> **Set task**
From the line containing "Guideline: for each instance of the door" through the last line of the entries below, repeat each line word for word and leave out the rest.

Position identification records
<<<<
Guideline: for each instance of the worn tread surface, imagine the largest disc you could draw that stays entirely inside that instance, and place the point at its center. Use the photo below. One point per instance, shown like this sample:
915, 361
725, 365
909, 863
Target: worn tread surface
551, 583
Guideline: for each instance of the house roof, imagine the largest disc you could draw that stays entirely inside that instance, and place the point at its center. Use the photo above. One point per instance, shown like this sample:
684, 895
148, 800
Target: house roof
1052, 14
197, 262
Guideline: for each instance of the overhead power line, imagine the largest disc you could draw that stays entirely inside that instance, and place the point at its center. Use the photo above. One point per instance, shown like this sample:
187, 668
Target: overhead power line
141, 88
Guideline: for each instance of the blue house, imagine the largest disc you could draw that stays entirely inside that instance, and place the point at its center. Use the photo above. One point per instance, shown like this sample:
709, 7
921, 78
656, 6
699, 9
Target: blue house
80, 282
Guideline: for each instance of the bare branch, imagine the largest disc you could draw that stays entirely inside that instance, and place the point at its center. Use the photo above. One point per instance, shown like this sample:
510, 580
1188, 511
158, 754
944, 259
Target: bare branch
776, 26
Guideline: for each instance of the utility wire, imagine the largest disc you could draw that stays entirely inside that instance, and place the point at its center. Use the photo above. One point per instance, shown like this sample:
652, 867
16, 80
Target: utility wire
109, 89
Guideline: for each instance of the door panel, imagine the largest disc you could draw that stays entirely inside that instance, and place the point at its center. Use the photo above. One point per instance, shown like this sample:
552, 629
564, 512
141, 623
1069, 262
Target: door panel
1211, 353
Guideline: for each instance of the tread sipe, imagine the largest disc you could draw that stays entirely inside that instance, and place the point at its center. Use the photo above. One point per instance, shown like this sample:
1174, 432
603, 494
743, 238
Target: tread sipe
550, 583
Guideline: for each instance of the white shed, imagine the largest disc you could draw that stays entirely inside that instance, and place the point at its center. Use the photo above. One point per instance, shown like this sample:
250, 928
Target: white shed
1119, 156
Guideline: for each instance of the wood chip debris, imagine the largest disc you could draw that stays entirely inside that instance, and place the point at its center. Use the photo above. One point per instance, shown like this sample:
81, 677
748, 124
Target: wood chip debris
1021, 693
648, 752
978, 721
>>>>
> **Final result**
Guideline: for each instance of the door panel, imagine the largest disc you could draw that stays entirely inside that instance, and place the point at its center. Use the photo above. One point per instance, shown like this sample:
552, 629
564, 512
141, 623
1069, 262
Target: door panel
1211, 353
Guideline: for each instance of the tread sipe, imagine the largest disc you could draw that stays entirely inside that instance, and place the point at its center. Use the photo above. One point per instance, shown like this sample:
1174, 432
603, 494
743, 238
Target: tread sipe
550, 583
Guideline: for each instance of the white shed, imagine the largest disc you could draw that stays entirely inside that instance, and place the point at its center. Use the photo above. One point per instance, shown like this sample:
250, 928
Target: white shed
1119, 156
Guideline: for each instance of the wood chip debris, imagine the largest disc you could draw that stays entirely inside that instance, and place the point at its center. Use the photo above. One point per instance, shown like this sample:
81, 677
748, 124
Target: wood chip debris
1021, 693
648, 752
978, 721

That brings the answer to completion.